◆ **What needs to be done**:
Tally the lines in the rows below that contain the string "glacier", treating uppercase and lowercase as different. Reply with the number only.

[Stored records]
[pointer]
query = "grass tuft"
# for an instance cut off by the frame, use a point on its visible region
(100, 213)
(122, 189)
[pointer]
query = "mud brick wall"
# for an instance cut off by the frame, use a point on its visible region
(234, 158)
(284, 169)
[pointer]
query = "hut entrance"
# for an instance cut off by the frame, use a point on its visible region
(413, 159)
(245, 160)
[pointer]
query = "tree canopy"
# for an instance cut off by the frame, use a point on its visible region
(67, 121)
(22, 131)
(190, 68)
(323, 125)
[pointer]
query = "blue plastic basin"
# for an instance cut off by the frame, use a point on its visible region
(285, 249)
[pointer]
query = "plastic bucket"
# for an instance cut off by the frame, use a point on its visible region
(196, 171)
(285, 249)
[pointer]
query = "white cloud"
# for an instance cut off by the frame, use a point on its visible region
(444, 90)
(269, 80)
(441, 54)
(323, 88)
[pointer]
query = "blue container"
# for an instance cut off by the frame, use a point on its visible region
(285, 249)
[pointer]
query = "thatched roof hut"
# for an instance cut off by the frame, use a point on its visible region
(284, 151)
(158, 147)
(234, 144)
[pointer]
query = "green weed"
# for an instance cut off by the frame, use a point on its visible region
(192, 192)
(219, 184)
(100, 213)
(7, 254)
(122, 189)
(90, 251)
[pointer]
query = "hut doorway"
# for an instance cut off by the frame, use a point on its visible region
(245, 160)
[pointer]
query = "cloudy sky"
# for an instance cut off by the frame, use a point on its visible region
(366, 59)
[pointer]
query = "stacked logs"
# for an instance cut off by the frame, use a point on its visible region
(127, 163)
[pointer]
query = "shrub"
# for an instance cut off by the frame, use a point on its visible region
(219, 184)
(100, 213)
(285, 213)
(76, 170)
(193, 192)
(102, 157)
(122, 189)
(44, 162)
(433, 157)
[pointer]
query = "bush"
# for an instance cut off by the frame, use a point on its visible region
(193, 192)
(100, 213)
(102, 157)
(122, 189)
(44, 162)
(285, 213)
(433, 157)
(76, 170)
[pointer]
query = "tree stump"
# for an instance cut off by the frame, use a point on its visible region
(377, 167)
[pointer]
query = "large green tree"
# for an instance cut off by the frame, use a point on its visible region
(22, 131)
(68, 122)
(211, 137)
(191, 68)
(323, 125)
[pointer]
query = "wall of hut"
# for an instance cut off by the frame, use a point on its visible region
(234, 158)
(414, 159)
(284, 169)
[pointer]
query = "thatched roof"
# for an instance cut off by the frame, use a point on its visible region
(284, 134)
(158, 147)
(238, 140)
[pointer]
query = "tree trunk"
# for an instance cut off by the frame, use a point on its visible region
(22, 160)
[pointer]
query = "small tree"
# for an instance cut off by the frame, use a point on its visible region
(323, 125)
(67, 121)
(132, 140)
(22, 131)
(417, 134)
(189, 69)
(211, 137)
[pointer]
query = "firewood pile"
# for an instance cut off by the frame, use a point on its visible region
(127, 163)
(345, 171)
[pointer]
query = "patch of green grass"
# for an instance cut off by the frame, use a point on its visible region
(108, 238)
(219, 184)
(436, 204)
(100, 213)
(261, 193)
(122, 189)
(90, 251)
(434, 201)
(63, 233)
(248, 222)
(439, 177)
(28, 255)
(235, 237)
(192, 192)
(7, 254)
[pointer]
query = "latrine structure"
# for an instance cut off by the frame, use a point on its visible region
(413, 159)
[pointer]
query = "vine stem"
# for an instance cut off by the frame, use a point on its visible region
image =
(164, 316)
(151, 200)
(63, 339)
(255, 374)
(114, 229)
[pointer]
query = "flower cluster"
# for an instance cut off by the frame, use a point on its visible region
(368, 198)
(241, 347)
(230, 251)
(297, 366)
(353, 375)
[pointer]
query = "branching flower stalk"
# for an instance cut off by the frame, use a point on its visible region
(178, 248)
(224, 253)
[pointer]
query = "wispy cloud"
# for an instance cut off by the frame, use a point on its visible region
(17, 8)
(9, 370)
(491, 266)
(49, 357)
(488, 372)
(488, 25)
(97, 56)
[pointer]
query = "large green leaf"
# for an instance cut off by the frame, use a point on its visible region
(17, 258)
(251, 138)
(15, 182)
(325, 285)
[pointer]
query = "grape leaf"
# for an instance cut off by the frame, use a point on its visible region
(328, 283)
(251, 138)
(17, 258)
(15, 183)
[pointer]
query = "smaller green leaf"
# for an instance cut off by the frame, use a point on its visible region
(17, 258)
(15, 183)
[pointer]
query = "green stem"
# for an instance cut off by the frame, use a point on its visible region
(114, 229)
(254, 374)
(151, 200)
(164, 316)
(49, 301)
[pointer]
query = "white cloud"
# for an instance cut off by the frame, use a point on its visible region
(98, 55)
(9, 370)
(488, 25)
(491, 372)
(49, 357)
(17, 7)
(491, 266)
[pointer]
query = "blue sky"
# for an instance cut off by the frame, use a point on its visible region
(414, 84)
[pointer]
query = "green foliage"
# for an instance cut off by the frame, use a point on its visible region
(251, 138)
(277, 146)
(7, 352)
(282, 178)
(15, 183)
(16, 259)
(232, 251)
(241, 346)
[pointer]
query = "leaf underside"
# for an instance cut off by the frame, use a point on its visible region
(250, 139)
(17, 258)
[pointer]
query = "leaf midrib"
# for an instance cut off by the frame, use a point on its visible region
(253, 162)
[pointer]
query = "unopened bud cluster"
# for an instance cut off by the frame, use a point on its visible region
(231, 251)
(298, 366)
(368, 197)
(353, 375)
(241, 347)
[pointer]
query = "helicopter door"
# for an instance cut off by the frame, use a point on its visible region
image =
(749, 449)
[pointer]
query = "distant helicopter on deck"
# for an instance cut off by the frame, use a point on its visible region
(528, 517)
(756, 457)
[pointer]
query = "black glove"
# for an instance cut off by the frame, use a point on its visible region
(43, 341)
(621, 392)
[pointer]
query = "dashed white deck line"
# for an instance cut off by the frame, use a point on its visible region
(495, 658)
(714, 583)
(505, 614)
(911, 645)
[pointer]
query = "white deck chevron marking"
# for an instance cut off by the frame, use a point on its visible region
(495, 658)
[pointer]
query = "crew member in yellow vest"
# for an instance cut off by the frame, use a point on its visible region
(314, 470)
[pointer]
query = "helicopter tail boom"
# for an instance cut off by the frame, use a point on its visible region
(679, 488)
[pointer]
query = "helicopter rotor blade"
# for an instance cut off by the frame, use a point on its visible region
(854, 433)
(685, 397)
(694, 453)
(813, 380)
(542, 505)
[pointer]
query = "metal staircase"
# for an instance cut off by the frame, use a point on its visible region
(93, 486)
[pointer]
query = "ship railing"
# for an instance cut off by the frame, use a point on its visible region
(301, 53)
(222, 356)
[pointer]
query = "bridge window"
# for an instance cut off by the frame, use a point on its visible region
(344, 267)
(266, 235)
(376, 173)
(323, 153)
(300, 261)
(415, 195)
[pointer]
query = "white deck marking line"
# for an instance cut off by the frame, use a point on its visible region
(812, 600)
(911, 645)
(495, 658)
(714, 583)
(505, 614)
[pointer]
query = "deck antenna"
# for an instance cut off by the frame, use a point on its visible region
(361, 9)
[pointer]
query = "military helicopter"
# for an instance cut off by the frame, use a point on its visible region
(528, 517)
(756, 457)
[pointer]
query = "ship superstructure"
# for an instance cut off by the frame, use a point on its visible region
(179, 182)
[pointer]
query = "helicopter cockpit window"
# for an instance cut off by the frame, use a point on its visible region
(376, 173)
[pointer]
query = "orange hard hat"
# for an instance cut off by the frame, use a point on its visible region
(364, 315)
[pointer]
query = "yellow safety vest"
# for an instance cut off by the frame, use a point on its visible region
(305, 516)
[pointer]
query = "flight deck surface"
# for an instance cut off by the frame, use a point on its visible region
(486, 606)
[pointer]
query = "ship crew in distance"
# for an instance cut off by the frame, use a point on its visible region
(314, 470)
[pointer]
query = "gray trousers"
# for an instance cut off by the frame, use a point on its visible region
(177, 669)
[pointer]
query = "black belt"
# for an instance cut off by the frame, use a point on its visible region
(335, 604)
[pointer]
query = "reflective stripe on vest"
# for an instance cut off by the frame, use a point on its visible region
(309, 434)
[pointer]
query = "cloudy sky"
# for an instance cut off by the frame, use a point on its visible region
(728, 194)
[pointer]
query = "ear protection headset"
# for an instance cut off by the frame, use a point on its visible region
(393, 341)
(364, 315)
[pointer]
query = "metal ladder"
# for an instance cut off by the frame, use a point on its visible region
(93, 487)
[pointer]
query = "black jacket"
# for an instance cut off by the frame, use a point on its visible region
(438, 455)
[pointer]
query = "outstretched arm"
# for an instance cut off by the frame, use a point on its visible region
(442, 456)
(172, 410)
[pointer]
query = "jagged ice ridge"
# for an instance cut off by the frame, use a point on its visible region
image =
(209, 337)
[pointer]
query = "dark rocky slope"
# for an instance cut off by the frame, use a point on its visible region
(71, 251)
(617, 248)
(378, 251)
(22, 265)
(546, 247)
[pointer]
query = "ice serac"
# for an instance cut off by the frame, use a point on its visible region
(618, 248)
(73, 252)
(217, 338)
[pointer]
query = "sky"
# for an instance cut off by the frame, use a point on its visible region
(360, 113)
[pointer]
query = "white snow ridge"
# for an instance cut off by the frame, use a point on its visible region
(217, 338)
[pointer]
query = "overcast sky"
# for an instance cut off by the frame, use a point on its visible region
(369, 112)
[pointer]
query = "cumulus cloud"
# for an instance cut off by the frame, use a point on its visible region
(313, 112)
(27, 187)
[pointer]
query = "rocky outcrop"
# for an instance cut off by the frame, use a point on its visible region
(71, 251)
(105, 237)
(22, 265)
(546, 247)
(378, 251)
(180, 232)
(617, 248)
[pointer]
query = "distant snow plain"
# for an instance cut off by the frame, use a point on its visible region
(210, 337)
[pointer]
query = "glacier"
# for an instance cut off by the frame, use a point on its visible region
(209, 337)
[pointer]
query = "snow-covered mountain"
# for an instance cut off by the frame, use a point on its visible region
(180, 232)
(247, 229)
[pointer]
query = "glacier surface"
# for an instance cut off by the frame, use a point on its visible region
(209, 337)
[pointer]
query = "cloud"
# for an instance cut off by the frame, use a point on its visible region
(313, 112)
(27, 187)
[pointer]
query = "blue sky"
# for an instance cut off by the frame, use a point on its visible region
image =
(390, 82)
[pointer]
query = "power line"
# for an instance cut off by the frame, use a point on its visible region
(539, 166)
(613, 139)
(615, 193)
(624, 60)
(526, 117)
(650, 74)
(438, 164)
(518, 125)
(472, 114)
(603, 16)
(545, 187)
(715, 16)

◆ **Exercise response**:
2